*Prompt*. Include no pictures. Output exactly the lines from the one that contains "target | fluted column shaft" through the final line of the entries.

■ ■ ■ ■ ■

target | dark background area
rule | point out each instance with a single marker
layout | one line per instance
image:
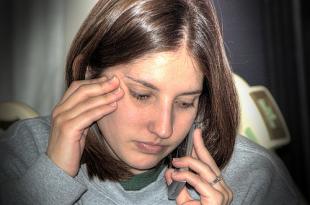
(268, 42)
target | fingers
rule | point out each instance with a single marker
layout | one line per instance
(203, 171)
(202, 153)
(80, 91)
(76, 84)
(84, 103)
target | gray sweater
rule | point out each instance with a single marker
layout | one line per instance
(27, 176)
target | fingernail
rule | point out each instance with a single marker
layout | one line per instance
(114, 104)
(112, 79)
(117, 91)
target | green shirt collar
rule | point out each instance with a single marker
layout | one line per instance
(140, 181)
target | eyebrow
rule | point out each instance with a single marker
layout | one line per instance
(153, 87)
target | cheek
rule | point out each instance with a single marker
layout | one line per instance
(128, 114)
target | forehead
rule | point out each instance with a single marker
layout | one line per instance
(163, 69)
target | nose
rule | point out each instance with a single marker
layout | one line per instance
(161, 123)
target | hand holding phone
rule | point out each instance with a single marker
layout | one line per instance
(175, 187)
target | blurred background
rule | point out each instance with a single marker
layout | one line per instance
(268, 43)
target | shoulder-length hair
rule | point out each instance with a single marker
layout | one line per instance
(120, 31)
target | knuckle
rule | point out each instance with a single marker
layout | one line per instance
(55, 111)
(75, 84)
(219, 196)
(58, 120)
(82, 89)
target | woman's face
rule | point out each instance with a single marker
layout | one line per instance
(159, 106)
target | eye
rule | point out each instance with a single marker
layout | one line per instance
(185, 105)
(139, 96)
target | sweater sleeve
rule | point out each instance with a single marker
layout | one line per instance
(27, 175)
(257, 176)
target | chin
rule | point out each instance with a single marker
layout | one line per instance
(143, 164)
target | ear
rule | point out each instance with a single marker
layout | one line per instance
(88, 73)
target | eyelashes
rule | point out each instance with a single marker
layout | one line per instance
(144, 98)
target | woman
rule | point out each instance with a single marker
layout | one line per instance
(139, 75)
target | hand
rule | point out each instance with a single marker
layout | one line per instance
(204, 172)
(83, 103)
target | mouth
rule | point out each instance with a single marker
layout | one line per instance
(149, 147)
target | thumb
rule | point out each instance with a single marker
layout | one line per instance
(168, 175)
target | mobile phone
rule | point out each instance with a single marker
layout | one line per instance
(175, 187)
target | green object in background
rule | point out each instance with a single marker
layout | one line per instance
(250, 134)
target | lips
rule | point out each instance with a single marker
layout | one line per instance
(149, 148)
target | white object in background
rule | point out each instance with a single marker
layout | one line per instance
(12, 110)
(261, 119)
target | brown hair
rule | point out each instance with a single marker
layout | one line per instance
(119, 31)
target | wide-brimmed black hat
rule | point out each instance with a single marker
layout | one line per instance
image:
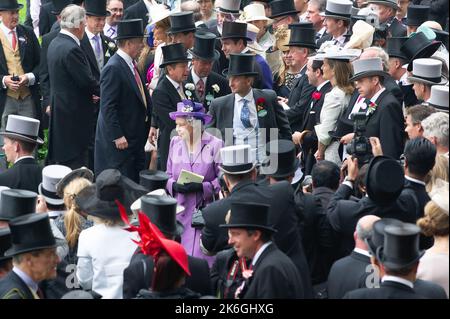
(281, 159)
(96, 8)
(249, 216)
(162, 211)
(59, 5)
(417, 14)
(6, 5)
(129, 29)
(182, 22)
(16, 202)
(99, 199)
(174, 53)
(5, 243)
(401, 246)
(302, 35)
(30, 233)
(282, 8)
(234, 30)
(385, 180)
(205, 46)
(153, 180)
(393, 47)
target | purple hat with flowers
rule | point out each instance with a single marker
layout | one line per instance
(191, 108)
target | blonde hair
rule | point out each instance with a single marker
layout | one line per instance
(72, 218)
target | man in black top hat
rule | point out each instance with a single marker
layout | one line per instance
(122, 131)
(169, 92)
(208, 84)
(34, 257)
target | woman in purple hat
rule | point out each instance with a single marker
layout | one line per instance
(193, 151)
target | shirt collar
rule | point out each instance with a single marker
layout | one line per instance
(398, 280)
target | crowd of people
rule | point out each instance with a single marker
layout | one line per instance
(283, 149)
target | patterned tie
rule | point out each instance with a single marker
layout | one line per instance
(245, 114)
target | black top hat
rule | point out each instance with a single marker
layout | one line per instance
(302, 35)
(282, 160)
(419, 46)
(153, 180)
(5, 243)
(162, 211)
(128, 29)
(234, 30)
(30, 233)
(417, 15)
(99, 199)
(393, 47)
(282, 8)
(385, 180)
(182, 22)
(6, 5)
(401, 246)
(96, 8)
(241, 64)
(16, 202)
(204, 46)
(174, 53)
(249, 216)
(376, 239)
(59, 5)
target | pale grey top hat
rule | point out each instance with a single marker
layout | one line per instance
(439, 98)
(23, 128)
(51, 176)
(237, 159)
(338, 9)
(389, 3)
(229, 6)
(427, 71)
(367, 67)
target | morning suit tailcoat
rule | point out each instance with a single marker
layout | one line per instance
(222, 111)
(139, 274)
(72, 88)
(274, 277)
(29, 58)
(13, 287)
(25, 174)
(213, 79)
(123, 112)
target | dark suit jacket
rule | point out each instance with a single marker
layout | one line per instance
(12, 287)
(122, 113)
(222, 111)
(25, 174)
(139, 274)
(72, 87)
(29, 58)
(275, 277)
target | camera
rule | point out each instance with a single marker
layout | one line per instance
(360, 146)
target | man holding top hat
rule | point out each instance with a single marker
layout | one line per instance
(125, 109)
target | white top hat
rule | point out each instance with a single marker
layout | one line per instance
(427, 71)
(51, 175)
(439, 97)
(237, 159)
(255, 12)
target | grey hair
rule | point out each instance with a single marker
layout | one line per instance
(436, 125)
(72, 16)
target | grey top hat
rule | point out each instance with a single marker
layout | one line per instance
(237, 159)
(427, 71)
(439, 98)
(367, 67)
(338, 9)
(23, 128)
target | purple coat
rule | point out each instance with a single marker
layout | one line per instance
(205, 162)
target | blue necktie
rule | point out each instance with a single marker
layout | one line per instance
(245, 115)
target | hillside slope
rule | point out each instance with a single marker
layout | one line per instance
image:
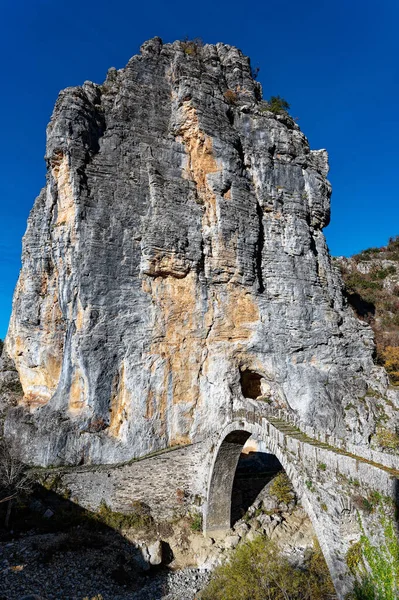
(372, 281)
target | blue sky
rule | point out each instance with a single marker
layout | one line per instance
(335, 61)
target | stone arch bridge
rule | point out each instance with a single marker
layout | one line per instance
(349, 493)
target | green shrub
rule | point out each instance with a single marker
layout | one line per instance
(354, 557)
(191, 47)
(138, 519)
(230, 97)
(389, 440)
(196, 522)
(278, 105)
(281, 488)
(257, 571)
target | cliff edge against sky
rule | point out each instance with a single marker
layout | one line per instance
(174, 266)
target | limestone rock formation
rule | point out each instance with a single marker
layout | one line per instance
(174, 266)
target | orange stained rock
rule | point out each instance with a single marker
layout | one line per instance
(201, 160)
(120, 401)
(65, 202)
(78, 391)
(235, 314)
(39, 382)
(176, 341)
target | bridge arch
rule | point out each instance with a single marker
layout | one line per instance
(225, 456)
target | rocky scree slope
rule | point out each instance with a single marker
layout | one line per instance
(174, 266)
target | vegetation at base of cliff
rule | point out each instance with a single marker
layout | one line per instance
(257, 570)
(138, 519)
(376, 567)
(376, 302)
(196, 522)
(281, 488)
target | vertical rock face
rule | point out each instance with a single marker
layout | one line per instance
(175, 264)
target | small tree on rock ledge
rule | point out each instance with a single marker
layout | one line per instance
(15, 480)
(278, 104)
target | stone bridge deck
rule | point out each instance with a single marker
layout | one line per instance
(349, 492)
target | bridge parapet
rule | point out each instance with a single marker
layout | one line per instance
(349, 498)
(255, 414)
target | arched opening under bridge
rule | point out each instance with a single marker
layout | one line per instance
(239, 473)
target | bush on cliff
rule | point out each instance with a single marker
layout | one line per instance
(278, 105)
(257, 571)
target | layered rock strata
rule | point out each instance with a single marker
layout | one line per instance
(174, 266)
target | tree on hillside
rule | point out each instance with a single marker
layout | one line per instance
(15, 480)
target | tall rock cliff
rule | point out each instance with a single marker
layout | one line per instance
(175, 265)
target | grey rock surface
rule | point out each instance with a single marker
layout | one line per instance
(176, 253)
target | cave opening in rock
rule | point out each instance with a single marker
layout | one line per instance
(251, 384)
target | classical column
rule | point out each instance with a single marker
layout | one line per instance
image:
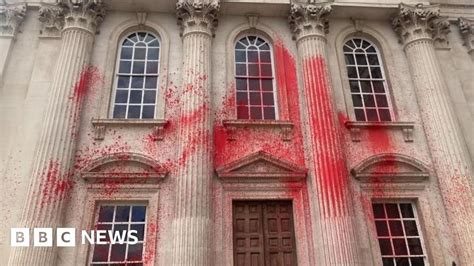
(11, 17)
(52, 166)
(328, 168)
(466, 27)
(192, 224)
(415, 26)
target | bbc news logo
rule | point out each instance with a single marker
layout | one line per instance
(66, 237)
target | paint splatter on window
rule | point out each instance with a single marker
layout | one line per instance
(399, 234)
(136, 77)
(254, 79)
(367, 82)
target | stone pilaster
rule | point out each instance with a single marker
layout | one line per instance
(192, 224)
(328, 170)
(52, 167)
(415, 25)
(466, 27)
(11, 17)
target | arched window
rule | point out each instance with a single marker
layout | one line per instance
(367, 82)
(254, 79)
(136, 77)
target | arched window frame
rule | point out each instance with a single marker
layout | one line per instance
(102, 119)
(351, 85)
(274, 90)
(130, 89)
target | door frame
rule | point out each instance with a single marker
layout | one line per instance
(292, 191)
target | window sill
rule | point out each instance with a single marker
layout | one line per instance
(284, 126)
(100, 126)
(356, 126)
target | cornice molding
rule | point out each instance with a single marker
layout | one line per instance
(309, 19)
(11, 17)
(466, 27)
(417, 22)
(79, 14)
(197, 16)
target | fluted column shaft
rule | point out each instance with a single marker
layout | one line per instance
(446, 144)
(192, 224)
(52, 166)
(327, 157)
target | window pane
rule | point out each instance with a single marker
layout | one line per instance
(254, 84)
(149, 97)
(400, 246)
(268, 98)
(101, 253)
(364, 72)
(240, 70)
(137, 82)
(382, 228)
(265, 57)
(242, 112)
(414, 245)
(148, 111)
(124, 67)
(138, 67)
(134, 111)
(153, 53)
(126, 53)
(392, 210)
(357, 100)
(255, 113)
(253, 70)
(140, 53)
(123, 82)
(135, 252)
(118, 252)
(135, 96)
(106, 213)
(360, 115)
(354, 86)
(396, 228)
(369, 100)
(152, 68)
(269, 113)
(360, 58)
(119, 111)
(121, 96)
(122, 213)
(267, 84)
(242, 98)
(365, 86)
(255, 98)
(406, 210)
(239, 56)
(385, 247)
(349, 59)
(378, 210)
(140, 228)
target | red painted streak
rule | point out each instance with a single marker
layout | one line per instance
(329, 162)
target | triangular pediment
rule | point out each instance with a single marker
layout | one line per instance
(391, 167)
(261, 166)
(124, 167)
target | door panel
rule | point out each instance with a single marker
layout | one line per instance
(264, 233)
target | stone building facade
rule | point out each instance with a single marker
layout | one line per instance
(233, 132)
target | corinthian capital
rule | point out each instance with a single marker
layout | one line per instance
(466, 27)
(11, 17)
(309, 19)
(197, 16)
(81, 14)
(420, 22)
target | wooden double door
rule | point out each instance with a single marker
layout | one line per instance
(263, 233)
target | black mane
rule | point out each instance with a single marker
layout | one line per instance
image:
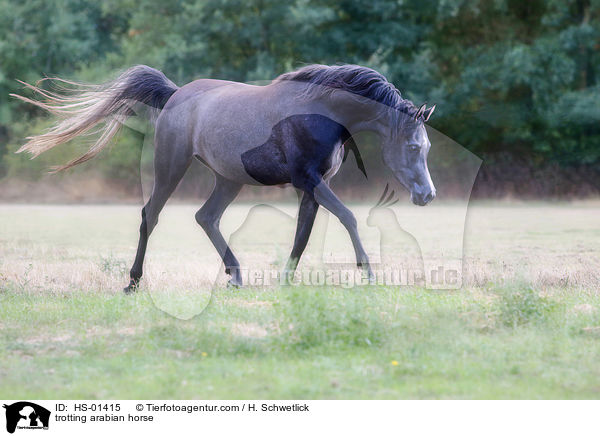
(358, 80)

■ ■ ■ ■ ■

*Written response*.
target | fluted column shaft
rule | point out each instance with a single marker
layout | one line per instance
(446, 144)
(192, 224)
(52, 166)
(327, 157)
target | window pane
rule | point out each instance with a single marker
layout | one line per instance
(254, 84)
(149, 97)
(400, 246)
(268, 98)
(101, 253)
(364, 72)
(240, 70)
(137, 82)
(382, 228)
(265, 57)
(242, 112)
(414, 245)
(148, 111)
(124, 67)
(138, 67)
(134, 111)
(153, 53)
(126, 53)
(392, 210)
(357, 100)
(255, 113)
(253, 70)
(140, 53)
(123, 82)
(135, 252)
(118, 252)
(135, 96)
(106, 213)
(360, 115)
(354, 86)
(396, 228)
(369, 100)
(152, 68)
(269, 113)
(360, 58)
(119, 111)
(121, 96)
(122, 213)
(267, 84)
(242, 98)
(365, 86)
(255, 98)
(406, 210)
(239, 56)
(385, 247)
(349, 59)
(378, 210)
(140, 228)
target | red painted streak
rule | point out each instance with a single marker
layout | one line per instance
(329, 162)
target | triangular pediment
rule | point out each instance with a single marker
layout | one line per instance
(391, 167)
(261, 166)
(124, 167)
target | door panel
rule | point out each instance with a single marker
layout | one line per instance
(264, 233)
target | stone building facade
rule | point out each instance with a single marker
layout | one line per instance
(233, 132)
target | corinthian capital
rule | point out each instance with a single marker
layout | one line per instance
(466, 27)
(11, 17)
(309, 19)
(197, 16)
(81, 14)
(420, 22)
target | wooden double door
rule | point out each instance with a single marker
layout | one line per instance
(263, 233)
target | black mane
rule | point out each instance with a single marker
layout | one line per instance
image:
(358, 80)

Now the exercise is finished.